* Start INPUT DATA *

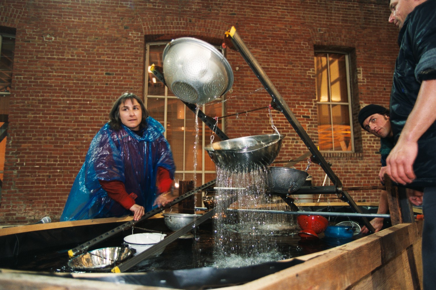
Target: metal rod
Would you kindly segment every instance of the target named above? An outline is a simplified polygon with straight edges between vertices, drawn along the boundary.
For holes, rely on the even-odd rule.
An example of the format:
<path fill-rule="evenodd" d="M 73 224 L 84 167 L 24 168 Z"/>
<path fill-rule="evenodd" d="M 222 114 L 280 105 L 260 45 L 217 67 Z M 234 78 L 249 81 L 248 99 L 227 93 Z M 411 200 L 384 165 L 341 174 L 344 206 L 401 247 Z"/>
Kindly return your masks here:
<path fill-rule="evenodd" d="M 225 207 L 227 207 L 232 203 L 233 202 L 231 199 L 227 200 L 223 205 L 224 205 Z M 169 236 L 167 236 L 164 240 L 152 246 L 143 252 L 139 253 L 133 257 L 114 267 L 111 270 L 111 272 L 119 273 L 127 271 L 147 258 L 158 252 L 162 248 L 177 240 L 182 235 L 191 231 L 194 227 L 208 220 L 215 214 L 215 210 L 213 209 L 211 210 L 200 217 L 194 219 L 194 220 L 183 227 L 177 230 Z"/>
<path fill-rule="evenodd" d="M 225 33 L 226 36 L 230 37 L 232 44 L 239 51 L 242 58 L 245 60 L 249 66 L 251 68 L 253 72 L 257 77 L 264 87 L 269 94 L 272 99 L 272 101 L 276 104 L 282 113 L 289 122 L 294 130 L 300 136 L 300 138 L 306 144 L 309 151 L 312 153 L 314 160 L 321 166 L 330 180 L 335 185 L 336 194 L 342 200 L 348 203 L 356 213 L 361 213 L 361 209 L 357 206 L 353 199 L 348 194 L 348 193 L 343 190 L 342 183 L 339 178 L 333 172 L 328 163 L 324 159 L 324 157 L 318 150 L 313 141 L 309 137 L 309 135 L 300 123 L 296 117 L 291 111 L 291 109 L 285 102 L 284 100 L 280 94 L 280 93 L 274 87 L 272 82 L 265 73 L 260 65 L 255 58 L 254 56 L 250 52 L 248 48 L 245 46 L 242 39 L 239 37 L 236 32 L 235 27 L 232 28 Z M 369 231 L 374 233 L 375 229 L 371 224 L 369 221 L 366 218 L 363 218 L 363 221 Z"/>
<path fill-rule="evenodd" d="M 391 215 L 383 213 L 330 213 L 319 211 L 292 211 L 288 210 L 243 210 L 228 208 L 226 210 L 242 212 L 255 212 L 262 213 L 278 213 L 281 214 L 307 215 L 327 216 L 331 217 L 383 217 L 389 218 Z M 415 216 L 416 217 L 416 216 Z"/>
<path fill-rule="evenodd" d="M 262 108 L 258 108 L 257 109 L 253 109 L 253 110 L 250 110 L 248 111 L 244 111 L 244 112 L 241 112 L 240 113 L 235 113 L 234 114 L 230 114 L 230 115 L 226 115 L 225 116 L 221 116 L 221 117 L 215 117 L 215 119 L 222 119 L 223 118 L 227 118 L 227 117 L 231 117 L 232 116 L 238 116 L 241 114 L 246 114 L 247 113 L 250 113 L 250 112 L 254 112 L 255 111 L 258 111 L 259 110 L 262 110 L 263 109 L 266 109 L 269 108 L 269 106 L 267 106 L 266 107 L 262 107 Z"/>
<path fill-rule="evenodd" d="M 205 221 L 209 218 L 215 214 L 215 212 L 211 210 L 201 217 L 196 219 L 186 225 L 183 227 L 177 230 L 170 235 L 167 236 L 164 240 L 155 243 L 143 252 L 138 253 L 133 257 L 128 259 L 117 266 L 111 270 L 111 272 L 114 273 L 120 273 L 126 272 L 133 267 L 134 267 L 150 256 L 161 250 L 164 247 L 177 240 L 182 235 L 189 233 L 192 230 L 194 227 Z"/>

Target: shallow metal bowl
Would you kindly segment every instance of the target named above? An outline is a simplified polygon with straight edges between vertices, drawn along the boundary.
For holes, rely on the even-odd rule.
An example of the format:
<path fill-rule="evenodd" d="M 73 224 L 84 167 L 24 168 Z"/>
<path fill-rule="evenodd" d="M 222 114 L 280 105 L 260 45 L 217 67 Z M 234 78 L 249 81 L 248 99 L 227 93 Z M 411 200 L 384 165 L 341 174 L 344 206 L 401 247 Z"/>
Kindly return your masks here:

* End INPUT DATA *

TASK TO CARRY OUT -
Rewrite the material above as a numbered list, one line per item, with the blank lines removed and the pictures left out.

FULL OUTPUT -
1. Target: metal rod
2. Would you kindly segment every instance of the target named above? An outline is a simplified polygon with straight edges between vertices, drawn along the boundary.
3. For holes, rely on the even-odd rule.
4. An example of the format:
5. <path fill-rule="evenodd" d="M 73 224 L 84 167 L 24 168 Z"/>
6. <path fill-rule="evenodd" d="M 222 114 L 280 105 L 260 45 L 217 67 Z M 234 78 L 249 81 L 248 99 L 227 93 Z M 411 200 L 384 165 L 341 174 L 344 206 L 401 247 Z"/>
7. Kindly return your masks here:
8. <path fill-rule="evenodd" d="M 225 207 L 227 207 L 232 203 L 233 202 L 231 199 L 227 200 L 223 205 L 224 205 Z M 169 236 L 167 236 L 164 240 L 152 246 L 143 252 L 139 253 L 133 257 L 114 267 L 111 270 L 111 272 L 119 273 L 127 271 L 147 258 L 158 252 L 162 248 L 177 240 L 182 235 L 191 231 L 194 227 L 208 220 L 215 214 L 215 210 L 213 209 L 211 210 L 200 217 L 194 219 L 194 220 L 183 227 L 177 230 Z"/>
9. <path fill-rule="evenodd" d="M 225 33 L 226 36 L 230 37 L 232 44 L 239 51 L 242 58 L 245 60 L 249 66 L 251 68 L 253 72 L 257 77 L 264 87 L 269 94 L 272 99 L 272 101 L 276 104 L 282 113 L 289 122 L 294 130 L 300 136 L 300 138 L 306 144 L 309 151 L 312 153 L 314 160 L 321 166 L 330 180 L 335 185 L 336 194 L 342 200 L 348 203 L 356 213 L 361 213 L 361 209 L 357 206 L 353 199 L 348 194 L 348 193 L 343 190 L 342 183 L 339 178 L 333 172 L 328 163 L 324 159 L 324 157 L 318 150 L 313 141 L 309 137 L 309 135 L 300 123 L 296 117 L 291 111 L 291 109 L 285 102 L 284 100 L 280 94 L 280 93 L 274 87 L 272 82 L 265 73 L 260 65 L 255 58 L 254 56 L 250 52 L 248 48 L 245 46 L 242 39 L 239 37 L 236 32 L 235 27 L 232 28 Z M 369 231 L 374 233 L 375 229 L 371 224 L 369 221 L 366 218 L 363 218 L 363 221 Z"/>
10. <path fill-rule="evenodd" d="M 391 215 L 383 213 L 330 213 L 319 211 L 292 211 L 288 210 L 243 210 L 228 208 L 226 210 L 242 212 L 255 212 L 262 213 L 278 213 L 281 214 L 307 215 L 327 216 L 331 217 L 383 217 L 389 218 Z M 415 216 L 416 217 L 416 216 Z"/>
11. <path fill-rule="evenodd" d="M 262 108 L 258 108 L 257 109 L 253 109 L 253 110 L 250 110 L 248 111 L 244 111 L 244 112 L 241 112 L 240 113 L 235 113 L 234 114 L 230 114 L 230 115 L 226 115 L 225 116 L 221 116 L 221 117 L 215 117 L 215 119 L 222 119 L 223 118 L 227 118 L 227 117 L 231 117 L 232 116 L 238 116 L 241 114 L 246 114 L 247 113 L 250 113 L 250 112 L 254 112 L 255 111 L 258 111 L 259 110 L 262 110 L 263 109 L 266 109 L 269 108 L 269 106 L 267 106 L 266 107 L 262 107 Z"/>
12. <path fill-rule="evenodd" d="M 205 221 L 209 218 L 215 214 L 215 212 L 211 210 L 201 217 L 196 219 L 186 225 L 183 227 L 177 230 L 170 235 L 167 236 L 164 240 L 155 243 L 143 252 L 138 253 L 133 257 L 128 259 L 117 266 L 111 270 L 111 272 L 114 273 L 120 273 L 126 272 L 133 267 L 134 267 L 150 256 L 161 250 L 164 247 L 177 240 L 182 235 L 189 233 L 192 230 L 194 227 Z"/>
13. Target: shallow metal bowl
14. Would you kindly segment every instance of the target named above? An outline is a simplified polygon with straight edges between vertices, drawn along the boundary.
15. For holes, rely on the even-odd rule.
16. An example of the format:
17. <path fill-rule="evenodd" d="M 73 224 L 84 167 L 24 168 Z"/>
18. <path fill-rule="evenodd" d="M 222 114 L 280 105 L 260 45 L 217 67 Z M 234 78 L 249 81 L 248 99 L 227 93 Z M 411 200 L 384 165 L 341 174 L 344 206 L 401 247 Z"/>
19. Kindly return your masks here:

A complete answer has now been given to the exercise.